* _Check your understanding_
1. In the article on Simufilam results below, which earlier Alzheimer's drug does the author's clinical experience involve?
2. Continue the article on Simufilam results below, starting right after its last sentence.
### Extract
Why Cassava’s Simufilam results are not a placebo effect

Any open label study without controls is subject to the reasonable criticism that any benefits seen are due to the placebo effect.  Neurologic and Psychiatric disease trials can have large (33%) placebo effects (e.g. migraine, depression).

This is very unlikely to be the case with the 1 year results of the open label trial of Simufilam in 200 patients with Alzheimer’s disease.  “47% of patients improved on ADAS-Cog over 1 year, and this group improved by 4.7 points”

It is based on my clinical experience with a drug for Alzheimer’s disease released 30 years ago — Tacrine (Cognex).  Initially it was touted as helping Alzheimer’s disease (e.g. improving thinking and memory) although later it was held to slow the decline.   The local medical school advertised it aggressively (primarily as a marketing device).

So I put my Alzheimer patients on Cognex.  I wanted them to get better. They wanted to get better, and their families and caregivers certainly did.  Just about all of them thought it might have helped on followup visits in the first month.  I couldn’t see much difference.  By the second month, they weren’t sure, and later in the first year they didn’t think it helped, and most weren’t using the drug after 1 year.
######
### Listed records
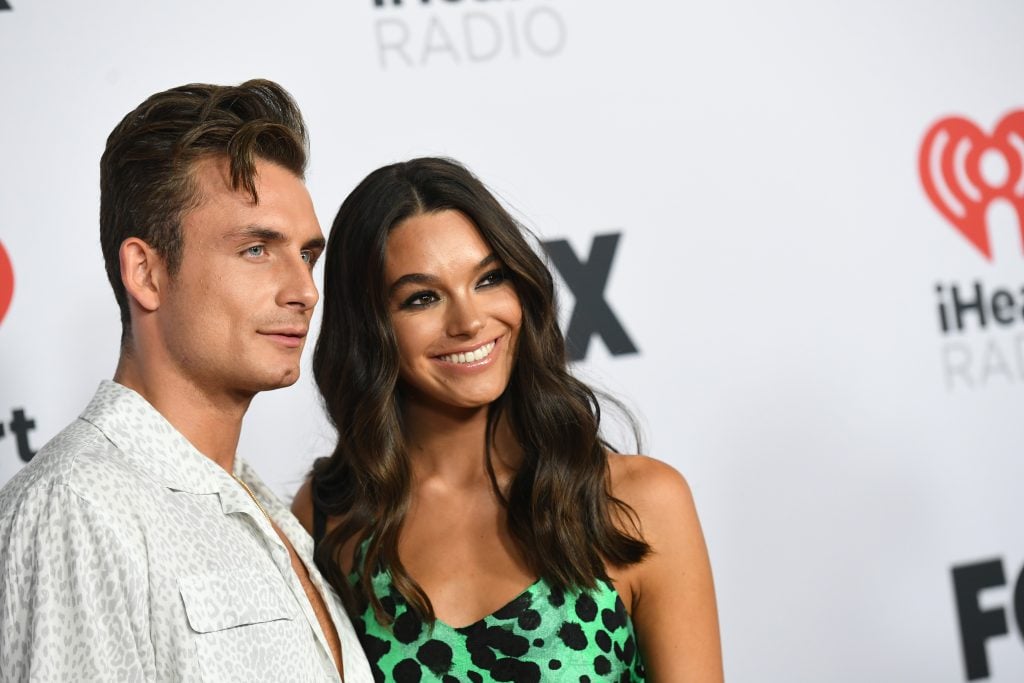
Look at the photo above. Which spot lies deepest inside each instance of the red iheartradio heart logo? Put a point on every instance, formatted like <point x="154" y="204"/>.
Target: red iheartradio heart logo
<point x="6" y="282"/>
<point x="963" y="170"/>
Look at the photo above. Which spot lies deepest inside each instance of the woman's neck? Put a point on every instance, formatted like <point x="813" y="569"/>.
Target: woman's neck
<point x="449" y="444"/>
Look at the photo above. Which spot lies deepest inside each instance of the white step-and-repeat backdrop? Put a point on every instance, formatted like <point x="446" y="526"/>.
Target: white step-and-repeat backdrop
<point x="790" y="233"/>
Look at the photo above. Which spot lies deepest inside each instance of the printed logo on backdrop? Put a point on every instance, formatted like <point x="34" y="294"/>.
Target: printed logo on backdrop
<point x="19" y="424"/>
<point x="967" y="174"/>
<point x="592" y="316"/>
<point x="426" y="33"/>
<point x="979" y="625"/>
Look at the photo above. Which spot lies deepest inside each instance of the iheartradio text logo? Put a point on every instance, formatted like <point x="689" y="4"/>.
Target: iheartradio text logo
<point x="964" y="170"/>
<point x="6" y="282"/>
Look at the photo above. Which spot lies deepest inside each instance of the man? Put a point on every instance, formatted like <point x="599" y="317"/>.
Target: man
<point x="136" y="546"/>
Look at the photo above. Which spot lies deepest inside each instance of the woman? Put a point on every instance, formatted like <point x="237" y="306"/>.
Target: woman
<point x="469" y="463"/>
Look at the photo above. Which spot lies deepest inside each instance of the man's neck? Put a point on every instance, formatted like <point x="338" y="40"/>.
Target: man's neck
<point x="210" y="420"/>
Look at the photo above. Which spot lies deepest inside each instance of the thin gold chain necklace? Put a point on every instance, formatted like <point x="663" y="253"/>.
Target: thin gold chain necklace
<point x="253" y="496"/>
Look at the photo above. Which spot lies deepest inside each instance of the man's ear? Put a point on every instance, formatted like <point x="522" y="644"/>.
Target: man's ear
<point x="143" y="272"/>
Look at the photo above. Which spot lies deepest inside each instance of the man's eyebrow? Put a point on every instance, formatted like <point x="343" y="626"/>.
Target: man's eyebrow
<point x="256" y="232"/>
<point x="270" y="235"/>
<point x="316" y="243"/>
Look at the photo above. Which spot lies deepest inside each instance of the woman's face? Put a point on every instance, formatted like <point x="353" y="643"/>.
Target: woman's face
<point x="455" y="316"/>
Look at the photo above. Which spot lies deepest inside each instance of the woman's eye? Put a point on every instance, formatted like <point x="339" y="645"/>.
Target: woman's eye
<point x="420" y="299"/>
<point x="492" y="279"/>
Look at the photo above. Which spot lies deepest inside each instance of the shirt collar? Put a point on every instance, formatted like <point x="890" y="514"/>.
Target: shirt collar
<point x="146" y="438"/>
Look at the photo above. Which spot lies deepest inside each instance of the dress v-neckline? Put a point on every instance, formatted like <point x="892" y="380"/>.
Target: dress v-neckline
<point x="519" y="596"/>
######
### Listed records
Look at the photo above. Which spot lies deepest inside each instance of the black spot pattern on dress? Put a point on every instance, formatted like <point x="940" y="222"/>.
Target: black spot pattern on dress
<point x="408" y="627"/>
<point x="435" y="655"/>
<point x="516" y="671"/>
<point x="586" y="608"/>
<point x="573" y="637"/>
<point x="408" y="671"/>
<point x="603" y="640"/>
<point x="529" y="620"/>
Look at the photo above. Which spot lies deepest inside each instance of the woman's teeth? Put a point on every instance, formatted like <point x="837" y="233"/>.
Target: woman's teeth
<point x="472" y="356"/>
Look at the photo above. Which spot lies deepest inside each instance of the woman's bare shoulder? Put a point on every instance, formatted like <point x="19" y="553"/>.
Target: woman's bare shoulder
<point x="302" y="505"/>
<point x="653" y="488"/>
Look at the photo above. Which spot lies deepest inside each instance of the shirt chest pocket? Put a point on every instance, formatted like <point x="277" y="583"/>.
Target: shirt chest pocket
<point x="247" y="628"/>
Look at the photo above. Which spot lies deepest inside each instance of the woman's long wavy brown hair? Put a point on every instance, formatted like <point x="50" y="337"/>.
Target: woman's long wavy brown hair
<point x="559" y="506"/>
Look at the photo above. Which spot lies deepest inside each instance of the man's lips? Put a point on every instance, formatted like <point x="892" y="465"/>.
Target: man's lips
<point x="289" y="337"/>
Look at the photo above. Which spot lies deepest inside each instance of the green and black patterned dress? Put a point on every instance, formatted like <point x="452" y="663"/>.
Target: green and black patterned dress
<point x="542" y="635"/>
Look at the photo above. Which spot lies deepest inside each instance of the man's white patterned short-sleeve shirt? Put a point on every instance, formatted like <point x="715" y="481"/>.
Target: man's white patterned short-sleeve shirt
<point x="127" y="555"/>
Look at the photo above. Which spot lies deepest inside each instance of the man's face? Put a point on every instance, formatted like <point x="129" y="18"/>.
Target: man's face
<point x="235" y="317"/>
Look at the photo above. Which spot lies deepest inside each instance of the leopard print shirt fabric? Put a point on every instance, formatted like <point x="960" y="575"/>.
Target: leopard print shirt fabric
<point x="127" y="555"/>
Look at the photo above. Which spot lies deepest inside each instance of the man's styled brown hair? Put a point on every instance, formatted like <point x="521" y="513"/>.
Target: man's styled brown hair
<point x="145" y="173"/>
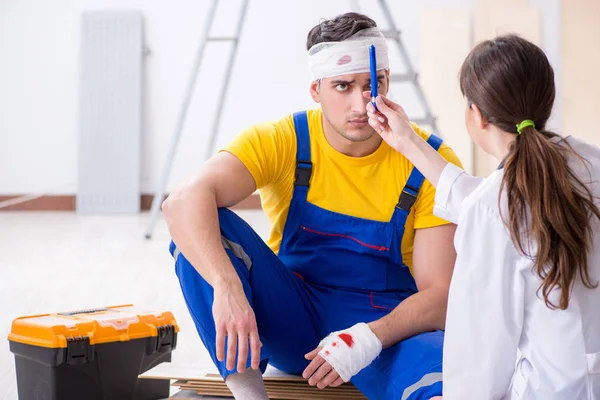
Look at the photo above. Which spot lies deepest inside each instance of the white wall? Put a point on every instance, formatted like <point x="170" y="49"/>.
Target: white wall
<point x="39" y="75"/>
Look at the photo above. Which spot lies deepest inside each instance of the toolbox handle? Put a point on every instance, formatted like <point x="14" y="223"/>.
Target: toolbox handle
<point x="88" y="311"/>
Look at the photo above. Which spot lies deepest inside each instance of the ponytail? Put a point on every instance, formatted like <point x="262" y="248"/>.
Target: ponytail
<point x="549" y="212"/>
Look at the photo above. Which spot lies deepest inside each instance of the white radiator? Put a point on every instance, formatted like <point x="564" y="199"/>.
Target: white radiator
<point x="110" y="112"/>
######
* _Answers by task_
1. Tacrine (Cognex).

2.
Not only that, but I was in a call group with 4 other neurologists, and they saw exactly the same thing.  I was practicing in an area with a catchment area of over a million people, and every local neurologist I talked to had the same experience. People thought that “Cognex helped” for a month or two and then they didn’t

This a classic example of a placebo effect.  Moreover it occurred in a therapeutic trial for Alzheimer’s disease.  Crucially, the placebo effect was quite transient and  absent at 1 year.

This is why the Simufilam results mentioned above are not a placebo effect.

Those not interested in neuropharmacology can stop at this point.  There were excellent clinical and theoretical reasons for the use of Tacrine.

Clinically it was apparent that drugs that blocked the effects of the neurotransmitter acetyl choline on one type of its receptors (muscarinic) profoundly impaired memory. Scopolamine is one such drug.  One of the earliest and most invariable symptoms of Alzheimer’s disease is deficient memory.

That’s the clinical part.  Here’s the theory.  So logically, increasing acetyl choline should help memory.  How to do this?  Well there are enzymes that break acetyl choline down (the acetyl cholinesterases).  So by inhibiting cholinesterases, acetyl choline levels in the brain should increase, and memory should be improved.

Impeccable logic and theory.  Unfortunately, like many such it didn’t work.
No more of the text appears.